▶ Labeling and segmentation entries
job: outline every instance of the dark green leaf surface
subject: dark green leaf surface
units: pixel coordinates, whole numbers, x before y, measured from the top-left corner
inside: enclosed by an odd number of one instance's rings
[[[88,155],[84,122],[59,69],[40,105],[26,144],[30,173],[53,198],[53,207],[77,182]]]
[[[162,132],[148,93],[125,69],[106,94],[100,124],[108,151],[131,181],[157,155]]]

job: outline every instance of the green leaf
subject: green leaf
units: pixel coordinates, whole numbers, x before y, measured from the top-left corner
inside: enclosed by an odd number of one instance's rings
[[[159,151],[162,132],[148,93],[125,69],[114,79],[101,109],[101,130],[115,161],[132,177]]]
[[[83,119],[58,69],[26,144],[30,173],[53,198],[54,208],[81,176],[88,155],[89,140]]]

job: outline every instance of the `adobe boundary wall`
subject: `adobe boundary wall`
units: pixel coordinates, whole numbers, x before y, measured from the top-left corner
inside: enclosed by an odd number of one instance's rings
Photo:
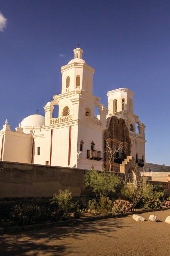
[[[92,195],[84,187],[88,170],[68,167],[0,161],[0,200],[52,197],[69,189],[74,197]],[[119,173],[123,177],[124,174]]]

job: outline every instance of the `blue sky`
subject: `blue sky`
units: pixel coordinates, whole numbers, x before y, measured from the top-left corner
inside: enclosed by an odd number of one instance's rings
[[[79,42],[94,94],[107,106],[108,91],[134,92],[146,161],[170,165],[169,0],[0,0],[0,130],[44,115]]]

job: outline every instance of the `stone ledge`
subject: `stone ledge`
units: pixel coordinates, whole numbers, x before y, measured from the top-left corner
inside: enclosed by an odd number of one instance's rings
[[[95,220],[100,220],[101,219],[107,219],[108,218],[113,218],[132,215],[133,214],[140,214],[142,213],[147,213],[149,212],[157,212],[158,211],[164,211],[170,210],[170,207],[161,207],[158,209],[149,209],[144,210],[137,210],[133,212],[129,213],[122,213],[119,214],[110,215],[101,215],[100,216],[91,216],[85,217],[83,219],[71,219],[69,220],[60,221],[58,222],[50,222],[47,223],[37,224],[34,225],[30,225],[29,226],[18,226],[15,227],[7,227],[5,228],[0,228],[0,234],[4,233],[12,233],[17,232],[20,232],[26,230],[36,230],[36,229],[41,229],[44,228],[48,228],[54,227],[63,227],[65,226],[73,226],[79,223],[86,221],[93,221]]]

==

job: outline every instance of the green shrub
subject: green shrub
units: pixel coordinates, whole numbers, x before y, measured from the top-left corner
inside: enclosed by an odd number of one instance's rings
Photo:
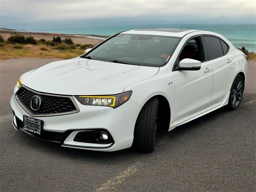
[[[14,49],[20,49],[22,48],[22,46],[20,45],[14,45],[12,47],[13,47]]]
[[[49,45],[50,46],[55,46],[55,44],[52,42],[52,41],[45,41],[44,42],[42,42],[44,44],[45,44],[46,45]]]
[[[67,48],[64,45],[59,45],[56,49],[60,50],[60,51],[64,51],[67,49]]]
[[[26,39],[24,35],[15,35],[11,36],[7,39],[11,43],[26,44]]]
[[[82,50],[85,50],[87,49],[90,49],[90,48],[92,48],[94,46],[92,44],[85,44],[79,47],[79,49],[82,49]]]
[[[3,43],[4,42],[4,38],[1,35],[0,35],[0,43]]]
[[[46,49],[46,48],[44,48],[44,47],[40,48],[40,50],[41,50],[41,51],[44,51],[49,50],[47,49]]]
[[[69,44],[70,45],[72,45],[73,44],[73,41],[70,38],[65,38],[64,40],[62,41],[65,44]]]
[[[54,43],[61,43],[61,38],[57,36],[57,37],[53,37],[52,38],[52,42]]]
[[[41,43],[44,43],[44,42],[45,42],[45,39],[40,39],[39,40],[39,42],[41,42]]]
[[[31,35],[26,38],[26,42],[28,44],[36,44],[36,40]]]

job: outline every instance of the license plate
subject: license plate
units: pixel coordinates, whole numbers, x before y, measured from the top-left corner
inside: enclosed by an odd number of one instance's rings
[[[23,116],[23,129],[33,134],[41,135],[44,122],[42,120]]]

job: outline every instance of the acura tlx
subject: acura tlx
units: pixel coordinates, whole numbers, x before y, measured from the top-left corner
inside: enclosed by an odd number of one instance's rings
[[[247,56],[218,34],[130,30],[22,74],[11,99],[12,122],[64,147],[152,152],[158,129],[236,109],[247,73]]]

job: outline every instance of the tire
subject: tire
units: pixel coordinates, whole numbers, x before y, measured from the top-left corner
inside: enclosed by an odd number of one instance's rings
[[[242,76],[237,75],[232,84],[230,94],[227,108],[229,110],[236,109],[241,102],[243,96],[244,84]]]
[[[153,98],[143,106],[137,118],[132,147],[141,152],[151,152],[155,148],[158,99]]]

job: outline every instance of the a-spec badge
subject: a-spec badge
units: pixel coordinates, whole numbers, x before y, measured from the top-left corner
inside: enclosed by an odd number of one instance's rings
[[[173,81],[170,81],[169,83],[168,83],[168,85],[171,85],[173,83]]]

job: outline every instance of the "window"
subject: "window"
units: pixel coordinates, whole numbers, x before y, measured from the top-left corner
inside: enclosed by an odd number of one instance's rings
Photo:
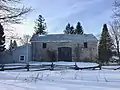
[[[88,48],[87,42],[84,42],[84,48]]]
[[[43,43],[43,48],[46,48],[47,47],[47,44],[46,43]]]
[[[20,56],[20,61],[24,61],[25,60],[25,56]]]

▶ Written task
Copy out every line of the entries above that contains the word "subject". Treat uppercase and lowercase as different.

▶ Expected answer
subject: dark green leaf surface
subject: green leaf
subject: `adobe boundary wall`
subject: `blue sky`
subject: `stone ledge`
subject: green shrub
subject: license plate
subject: acura tlx
subject: tire
subject: a-spec badge
subject: "window"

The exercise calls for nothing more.